* **Request**:
Can you relabel "positive clicks" as "foreground points" everywhere it occurs in the entries below, with all other text unchanged? Omit the pictures from your version.

* **Data shown**:
.....
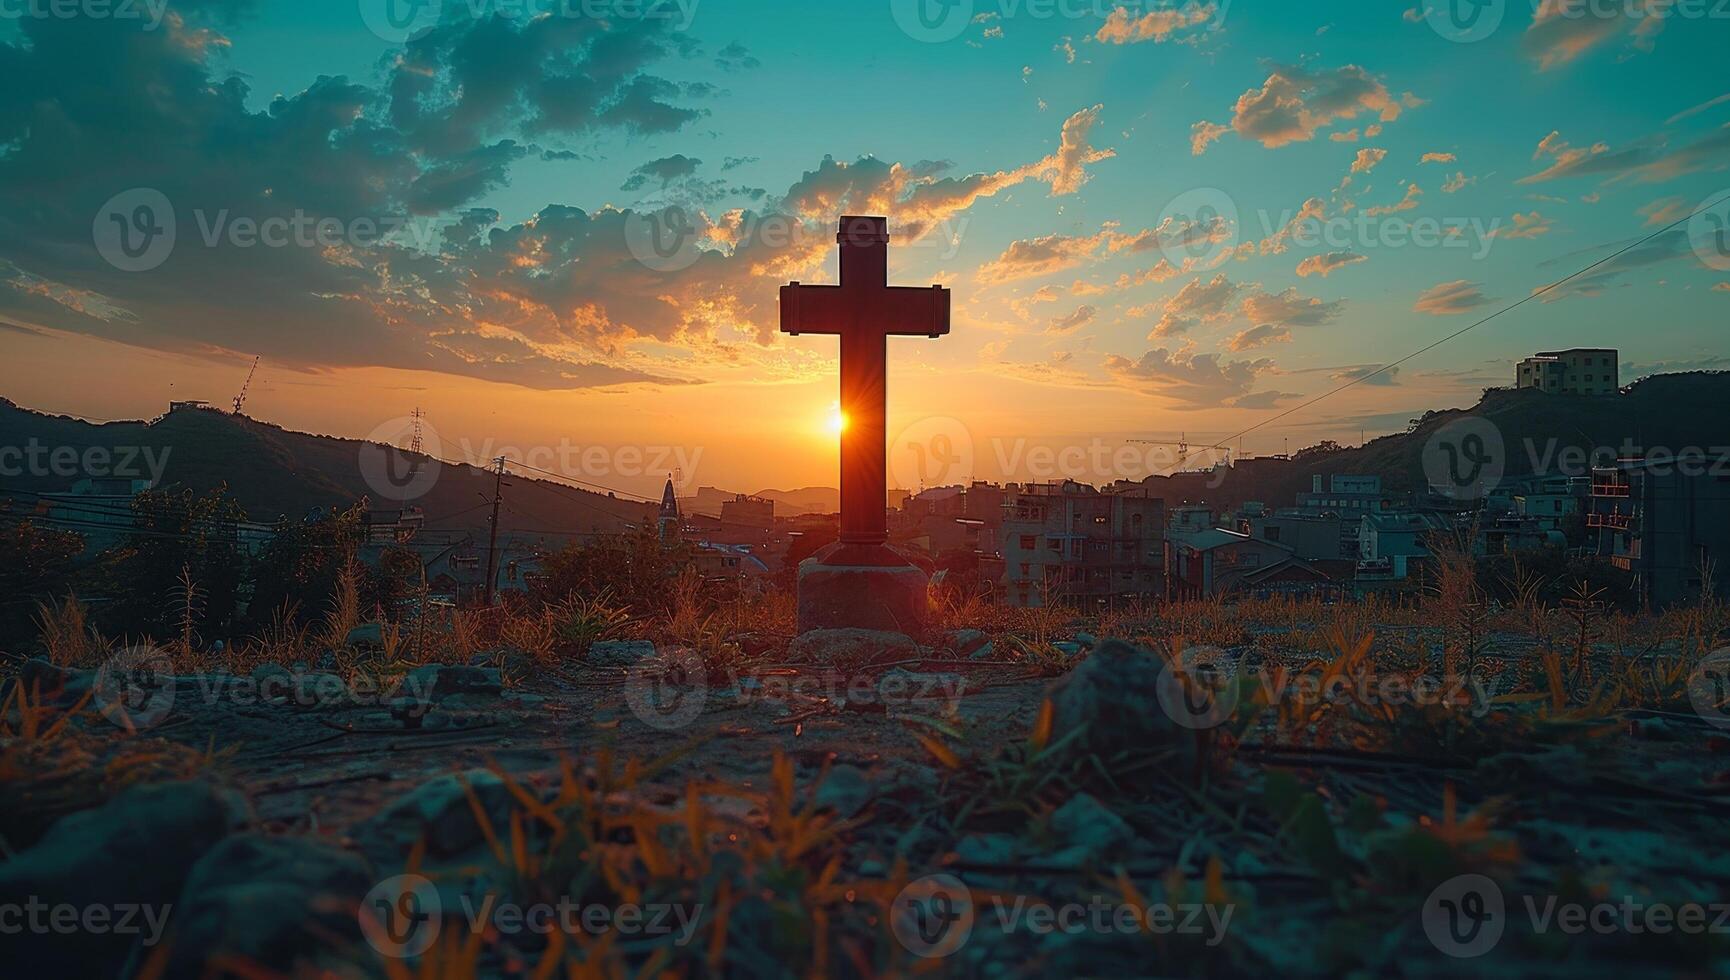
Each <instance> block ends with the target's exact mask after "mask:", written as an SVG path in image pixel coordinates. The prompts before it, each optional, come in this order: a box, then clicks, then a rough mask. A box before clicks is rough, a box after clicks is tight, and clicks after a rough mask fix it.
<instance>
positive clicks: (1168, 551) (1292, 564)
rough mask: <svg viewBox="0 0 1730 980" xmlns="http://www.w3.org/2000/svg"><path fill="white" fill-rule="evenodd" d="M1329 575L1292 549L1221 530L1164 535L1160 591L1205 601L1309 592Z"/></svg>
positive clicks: (1170, 593) (1171, 597)
mask: <svg viewBox="0 0 1730 980" xmlns="http://www.w3.org/2000/svg"><path fill="white" fill-rule="evenodd" d="M1330 583H1332V582H1330V578H1329V577H1327V575H1325V573H1323V571H1322V570H1318V568H1317V566H1313V564H1310V563H1308V561H1301V559H1299V558H1296V556H1294V554H1292V549H1291V547H1287V545H1282V544H1275V542H1270V540H1263V538H1253V537H1249V535H1246V533H1242V532H1230V530H1225V528H1202V530H1175V532H1171V533H1169V537H1168V538H1166V594H1168V597H1169V599H1206V597H1213V596H1227V594H1259V596H1272V594H1299V592H1301V594H1311V592H1315V590H1318V589H1327V587H1330Z"/></svg>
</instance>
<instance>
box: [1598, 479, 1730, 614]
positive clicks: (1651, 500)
mask: <svg viewBox="0 0 1730 980" xmlns="http://www.w3.org/2000/svg"><path fill="white" fill-rule="evenodd" d="M1586 532H1588V533H1592V535H1595V537H1597V540H1595V545H1597V552H1599V556H1602V558H1604V559H1607V561H1611V563H1612V564H1616V566H1618V568H1623V570H1626V571H1631V573H1633V578H1635V587H1637V589H1638V590H1640V594H1642V596H1644V597H1645V601H1649V603H1652V604H1654V606H1668V604H1673V603H1688V601H1699V599H1701V596H1702V592H1706V587H1708V583H1711V590H1713V592H1714V594H1718V596H1730V587H1727V578H1730V454H1688V455H1666V457H1647V459H1624V461H1619V462H1618V464H1616V466H1609V467H1600V469H1595V471H1593V476H1592V511H1590V513H1588V514H1586Z"/></svg>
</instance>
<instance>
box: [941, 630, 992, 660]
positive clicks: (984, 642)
.....
* **Written solution**:
Each <instance> block ends with the target's exact mask after "mask:", written as an SVG path in image pixel coordinates. The prompts before it, each optional, come in this order: a box, then clicks, then a rough mask. A box before clicks is rough, a box after clicks is tight, and clicks after a rough mask fix it.
<instance>
foreground points: (1168, 551) (1292, 564)
rough mask: <svg viewBox="0 0 1730 980" xmlns="http://www.w3.org/2000/svg"><path fill="white" fill-rule="evenodd" d="M1329 575L1292 549L1221 530L1164 535L1160 591L1205 601L1309 592Z"/></svg>
foreground points: (1170, 593) (1171, 597)
mask: <svg viewBox="0 0 1730 980" xmlns="http://www.w3.org/2000/svg"><path fill="white" fill-rule="evenodd" d="M1330 583H1332V582H1330V578H1329V577H1327V575H1325V573H1323V571H1322V570H1318V568H1317V566H1313V564H1310V563H1308V561H1301V559H1299V558H1296V556H1294V554H1292V549H1291V547H1287V545H1282V544H1275V542H1270V540H1263V538H1253V537H1249V535H1246V533H1242V532H1230V530H1225V528H1202V530H1175V532H1171V533H1169V537H1168V538H1166V594H1168V597H1169V599H1206V597H1213V596H1227V594H1259V596H1272V594H1299V592H1301V594H1311V592H1315V590H1318V589H1327V587H1330Z"/></svg>
</instance>
<instance>
box: [1598, 479, 1730, 614]
foreground points: (1651, 500)
mask: <svg viewBox="0 0 1730 980" xmlns="http://www.w3.org/2000/svg"><path fill="white" fill-rule="evenodd" d="M1586 532H1588V533H1592V535H1595V537H1597V540H1595V545H1597V552H1599V556H1602V558H1604V559H1607V561H1611V563H1612V564H1616V566H1618V568H1623V570H1626V571H1631V573H1633V578H1635V587H1637V589H1638V590H1640V594H1642V596H1644V597H1645V601H1649V603H1652V604H1654V606H1668V604H1673V603H1688V601H1699V599H1701V596H1702V592H1706V587H1708V583H1711V590H1713V592H1714V594H1718V596H1730V587H1727V578H1730V454H1688V455H1666V457H1647V459H1624V461H1619V462H1618V464H1616V466H1609V467H1600V469H1595V471H1593V476H1592V511H1590V513H1588V514H1586Z"/></svg>
</instance>
<instance>
box: [941, 630, 992, 660]
foreground points: (984, 642)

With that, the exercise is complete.